→ **Document segment**:
--- --- ---

Right now, Mayor Darrell Steinberg and the City Council have the power to change city policy, if not the law, to make the Sacramento Police Department more transparent and bring it into compliance with AB 931.
The key is a report from the recently revamped Sacramento Community Police Review Commission. In it, are dozens of policy recommendations that should be adopted by City Manager Howard Chan and Sacramento Police Chief Daniel Hahn at the urging of the mayor and the council.
“We aren’t that far,” Basim Elkarra, who serves as both president of the commission and on the police department’s internal use-of-force committee, told a member of The Bee’s editorial board.
The recommendations include requiring data to be collected on all incidents in which officers use force. The information would be shared with the public monthly and, among other things, would include what type of force was used; the time, date and location of each incident; any injuries or fatalities; and the demographics of the officers and suspects involved.
The report also includes a section pushing for the development of a long-term diversity and culture change plan — with measurable goals and outcomes to address institutionalized racism. The commission recommends compiling an annual report to show progress, particularly on officer recruitment goals, and a requirement for officers to take at least one ethnic studies course in college.
But the biggest hurdle for Sacramento in this report? The recommendation for changing the police department’s use-of-force policy to only allow officers to use deadly force when necessary, or when reasonable alternatives have been exhausted or aren’t feasible.
If this sounds like a no-brainer, it should be. Preserving human life should always be the goal.
But fearing more lawsuits and criminal charges being filed against officers, police unions have been fighting such changes up and down the state, starting with AB 931 at the Capitol.
Now, Sacramento instructs its officers to “continually evaluate all reasonable and readily available force options to apprehend or subdue and individual” before resorting to deadly force. And that is an improvement over the previous standard.
It was only in 2016, after the public erupted in anger over the fatal police shooting of Joseph Mann in Del Paso Heights, that the City Council adopted an ordinance mandating the speedy release of body camera footage, and instructed the department to implement policies aimed at de-escalation and adopt a provision that stresses the “sanctity of life is inviolable.”
Clearly, that isn’t enough, though.
Activists with Black Lives Matter have seized on the case of 19-year-old Darell Richards, who was killed in September by SWAT officers in a Curtis Park backyard after, police say, he ignored orders to drop his weapon. Problem is, the weapon turned out to be a pellet gun and the body camera of the officer who shot him was turned off, violating department policy.
Overall, though, the Sacramento Police Department is moving in direction of greater transparency and accountability under Hahn — even if it’s not happening fast enough. Steinberg says he hopes to hold a public workshop with Chief Hahn on the commission’s recommendations soon after the Nov. 6 election.
“It’s good the commission stokes debate around these issues,” he told a member of The Bee’s editorial board, zeroing in on the recommendations about recruitment, rather than those on use of force.
Debate is one thing. But without action, talk is cheap.

--- --- ---

→ **Provided data**:

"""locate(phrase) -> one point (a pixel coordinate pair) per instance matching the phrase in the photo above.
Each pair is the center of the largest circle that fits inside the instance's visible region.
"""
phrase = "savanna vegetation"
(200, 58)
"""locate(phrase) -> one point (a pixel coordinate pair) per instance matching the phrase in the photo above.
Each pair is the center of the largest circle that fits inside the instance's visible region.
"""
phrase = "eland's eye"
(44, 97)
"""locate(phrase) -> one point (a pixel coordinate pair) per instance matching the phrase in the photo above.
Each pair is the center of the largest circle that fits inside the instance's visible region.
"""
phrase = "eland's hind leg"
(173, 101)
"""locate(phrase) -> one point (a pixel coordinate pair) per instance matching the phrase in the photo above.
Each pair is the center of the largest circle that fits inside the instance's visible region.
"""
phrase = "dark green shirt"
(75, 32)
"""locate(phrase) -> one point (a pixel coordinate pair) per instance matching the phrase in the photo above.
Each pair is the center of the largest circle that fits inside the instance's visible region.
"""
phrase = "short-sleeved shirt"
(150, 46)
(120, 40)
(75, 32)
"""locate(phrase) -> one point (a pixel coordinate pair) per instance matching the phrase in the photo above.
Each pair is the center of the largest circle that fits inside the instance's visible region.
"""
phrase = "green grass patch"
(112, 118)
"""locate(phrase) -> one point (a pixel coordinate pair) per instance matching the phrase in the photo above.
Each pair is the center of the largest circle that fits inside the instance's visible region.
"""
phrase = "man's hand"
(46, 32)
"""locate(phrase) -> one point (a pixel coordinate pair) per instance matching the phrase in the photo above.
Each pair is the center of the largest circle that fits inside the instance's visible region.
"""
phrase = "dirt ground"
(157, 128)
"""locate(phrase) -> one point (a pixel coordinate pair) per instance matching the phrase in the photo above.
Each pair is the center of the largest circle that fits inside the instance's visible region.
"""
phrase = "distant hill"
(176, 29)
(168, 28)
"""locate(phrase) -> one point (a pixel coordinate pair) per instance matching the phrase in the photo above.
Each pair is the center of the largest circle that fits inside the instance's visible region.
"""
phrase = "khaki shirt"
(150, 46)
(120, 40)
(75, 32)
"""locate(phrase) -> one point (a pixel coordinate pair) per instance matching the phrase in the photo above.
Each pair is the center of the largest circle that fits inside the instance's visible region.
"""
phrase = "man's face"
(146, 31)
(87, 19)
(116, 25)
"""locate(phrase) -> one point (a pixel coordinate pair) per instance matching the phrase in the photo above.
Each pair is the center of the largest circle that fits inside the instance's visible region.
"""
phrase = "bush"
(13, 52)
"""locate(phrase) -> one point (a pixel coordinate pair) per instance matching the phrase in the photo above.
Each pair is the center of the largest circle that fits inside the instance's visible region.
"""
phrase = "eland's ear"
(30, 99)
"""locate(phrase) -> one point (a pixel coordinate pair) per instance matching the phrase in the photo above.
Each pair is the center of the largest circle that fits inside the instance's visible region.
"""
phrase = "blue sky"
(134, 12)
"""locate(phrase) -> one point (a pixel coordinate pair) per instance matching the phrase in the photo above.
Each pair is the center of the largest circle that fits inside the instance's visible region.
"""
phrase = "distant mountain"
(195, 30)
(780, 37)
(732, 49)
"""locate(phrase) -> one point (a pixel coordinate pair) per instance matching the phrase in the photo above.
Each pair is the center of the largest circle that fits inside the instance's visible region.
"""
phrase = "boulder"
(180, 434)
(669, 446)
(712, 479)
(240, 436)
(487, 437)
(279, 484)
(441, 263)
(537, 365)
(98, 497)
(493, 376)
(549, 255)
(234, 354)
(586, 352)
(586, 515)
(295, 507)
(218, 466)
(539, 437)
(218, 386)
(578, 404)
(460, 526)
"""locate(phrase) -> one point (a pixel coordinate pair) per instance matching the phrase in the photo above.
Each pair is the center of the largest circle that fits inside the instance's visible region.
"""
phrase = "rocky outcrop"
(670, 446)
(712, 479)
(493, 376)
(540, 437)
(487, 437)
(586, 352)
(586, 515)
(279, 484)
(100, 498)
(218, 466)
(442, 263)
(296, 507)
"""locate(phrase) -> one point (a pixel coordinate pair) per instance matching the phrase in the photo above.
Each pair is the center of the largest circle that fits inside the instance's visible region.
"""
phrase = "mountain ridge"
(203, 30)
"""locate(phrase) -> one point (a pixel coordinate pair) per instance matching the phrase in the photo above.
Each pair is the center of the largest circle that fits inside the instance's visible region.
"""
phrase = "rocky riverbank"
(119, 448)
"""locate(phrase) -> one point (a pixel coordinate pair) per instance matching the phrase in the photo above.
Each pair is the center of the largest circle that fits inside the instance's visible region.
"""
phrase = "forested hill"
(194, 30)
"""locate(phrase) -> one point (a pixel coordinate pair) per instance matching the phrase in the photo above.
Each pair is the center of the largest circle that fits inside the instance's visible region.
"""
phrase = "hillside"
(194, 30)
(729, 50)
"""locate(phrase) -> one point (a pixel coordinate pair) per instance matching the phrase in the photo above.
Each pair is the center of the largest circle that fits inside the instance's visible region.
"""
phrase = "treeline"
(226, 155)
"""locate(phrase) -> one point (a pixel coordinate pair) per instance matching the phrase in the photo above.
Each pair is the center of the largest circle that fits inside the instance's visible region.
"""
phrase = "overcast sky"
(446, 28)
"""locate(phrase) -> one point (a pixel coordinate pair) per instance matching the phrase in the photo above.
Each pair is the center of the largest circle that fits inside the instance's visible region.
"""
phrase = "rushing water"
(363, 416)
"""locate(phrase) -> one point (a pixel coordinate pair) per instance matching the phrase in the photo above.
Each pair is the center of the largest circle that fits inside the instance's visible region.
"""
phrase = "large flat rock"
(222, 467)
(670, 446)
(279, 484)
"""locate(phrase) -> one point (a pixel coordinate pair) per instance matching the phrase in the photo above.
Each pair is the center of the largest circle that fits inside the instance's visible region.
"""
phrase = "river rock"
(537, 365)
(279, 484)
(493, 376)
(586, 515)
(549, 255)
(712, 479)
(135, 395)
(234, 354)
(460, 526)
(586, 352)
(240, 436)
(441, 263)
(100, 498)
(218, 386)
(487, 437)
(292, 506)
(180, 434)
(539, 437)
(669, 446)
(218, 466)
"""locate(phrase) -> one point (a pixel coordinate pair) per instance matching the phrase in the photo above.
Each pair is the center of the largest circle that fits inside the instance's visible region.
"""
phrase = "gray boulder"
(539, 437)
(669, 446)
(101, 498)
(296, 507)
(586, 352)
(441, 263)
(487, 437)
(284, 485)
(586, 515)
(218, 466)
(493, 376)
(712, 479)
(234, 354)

--- --- ---

→ **What is needed**: List every person named in the editorial on Sacramento police policy above.

→ **Response to this exercise**:
Darrell Steinberg
Howard Chan
Daniel Hahn
Basim Elkarra
Joseph Mann
Darell Richards